■ TASK BRIEF
Filter the entries below down to the lines that hold "jacket".

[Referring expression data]
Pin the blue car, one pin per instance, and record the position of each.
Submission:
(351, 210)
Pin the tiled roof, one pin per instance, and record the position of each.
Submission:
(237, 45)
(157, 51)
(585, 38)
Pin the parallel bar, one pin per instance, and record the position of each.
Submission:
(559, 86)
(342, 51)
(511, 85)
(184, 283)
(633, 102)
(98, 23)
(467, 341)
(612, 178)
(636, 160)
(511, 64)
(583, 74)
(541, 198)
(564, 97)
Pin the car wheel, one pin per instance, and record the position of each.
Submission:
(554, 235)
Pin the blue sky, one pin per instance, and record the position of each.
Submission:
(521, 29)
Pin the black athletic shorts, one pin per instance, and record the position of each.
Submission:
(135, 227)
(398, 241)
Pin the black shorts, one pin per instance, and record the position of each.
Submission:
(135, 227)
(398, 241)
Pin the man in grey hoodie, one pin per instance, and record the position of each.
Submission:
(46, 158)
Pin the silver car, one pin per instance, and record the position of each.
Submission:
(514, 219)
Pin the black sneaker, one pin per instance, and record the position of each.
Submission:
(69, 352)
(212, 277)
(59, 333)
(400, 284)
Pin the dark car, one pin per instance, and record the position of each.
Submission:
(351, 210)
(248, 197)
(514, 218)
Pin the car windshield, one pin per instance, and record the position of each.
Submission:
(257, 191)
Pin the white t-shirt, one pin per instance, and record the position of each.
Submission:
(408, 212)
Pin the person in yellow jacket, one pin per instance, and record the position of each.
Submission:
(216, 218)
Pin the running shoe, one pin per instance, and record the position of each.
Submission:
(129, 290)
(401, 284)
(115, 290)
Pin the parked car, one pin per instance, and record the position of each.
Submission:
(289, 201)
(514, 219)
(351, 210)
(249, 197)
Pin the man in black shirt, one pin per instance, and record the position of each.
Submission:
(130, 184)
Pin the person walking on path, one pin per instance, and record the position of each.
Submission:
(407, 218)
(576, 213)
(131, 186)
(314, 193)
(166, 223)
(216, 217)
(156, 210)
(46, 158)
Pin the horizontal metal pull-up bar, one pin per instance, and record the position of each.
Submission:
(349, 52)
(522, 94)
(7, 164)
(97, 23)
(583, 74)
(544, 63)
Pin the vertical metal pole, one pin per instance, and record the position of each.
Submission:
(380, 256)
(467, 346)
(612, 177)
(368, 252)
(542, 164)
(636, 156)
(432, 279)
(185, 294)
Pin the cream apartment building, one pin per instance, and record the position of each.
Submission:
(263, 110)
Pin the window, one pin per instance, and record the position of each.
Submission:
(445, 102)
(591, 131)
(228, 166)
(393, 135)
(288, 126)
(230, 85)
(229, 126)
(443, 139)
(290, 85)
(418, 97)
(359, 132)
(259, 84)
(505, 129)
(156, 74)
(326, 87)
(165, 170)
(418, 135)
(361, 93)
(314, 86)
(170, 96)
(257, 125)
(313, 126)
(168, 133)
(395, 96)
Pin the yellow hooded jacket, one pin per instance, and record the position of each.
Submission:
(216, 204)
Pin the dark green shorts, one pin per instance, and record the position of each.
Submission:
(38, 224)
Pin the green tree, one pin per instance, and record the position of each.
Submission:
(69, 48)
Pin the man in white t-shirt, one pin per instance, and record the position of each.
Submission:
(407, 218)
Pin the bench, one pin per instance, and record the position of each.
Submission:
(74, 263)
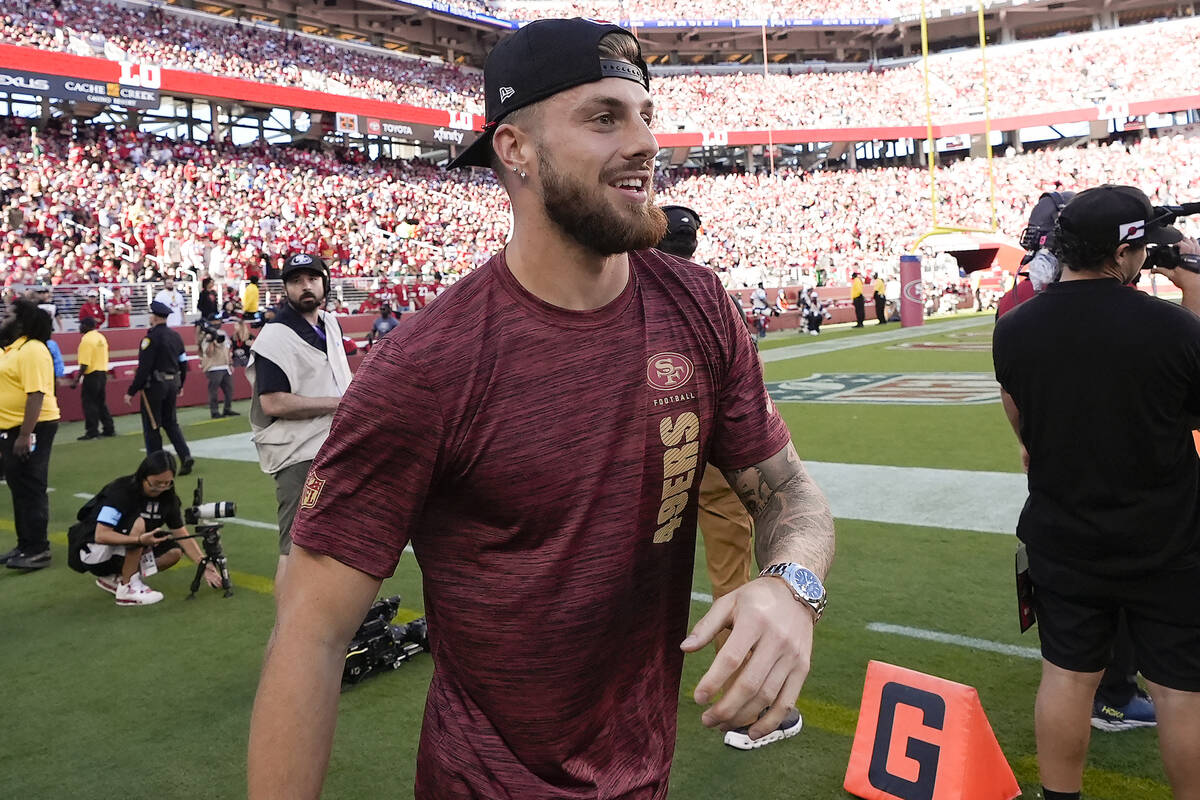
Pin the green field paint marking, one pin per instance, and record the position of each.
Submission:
(865, 340)
(1102, 785)
(828, 716)
(953, 638)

■ OUTPUT
Pin the person in yellow jacket, one pin per instance, and record the position of each.
Pin the yellow hooded jacket, one pin per instance, and record the position of each.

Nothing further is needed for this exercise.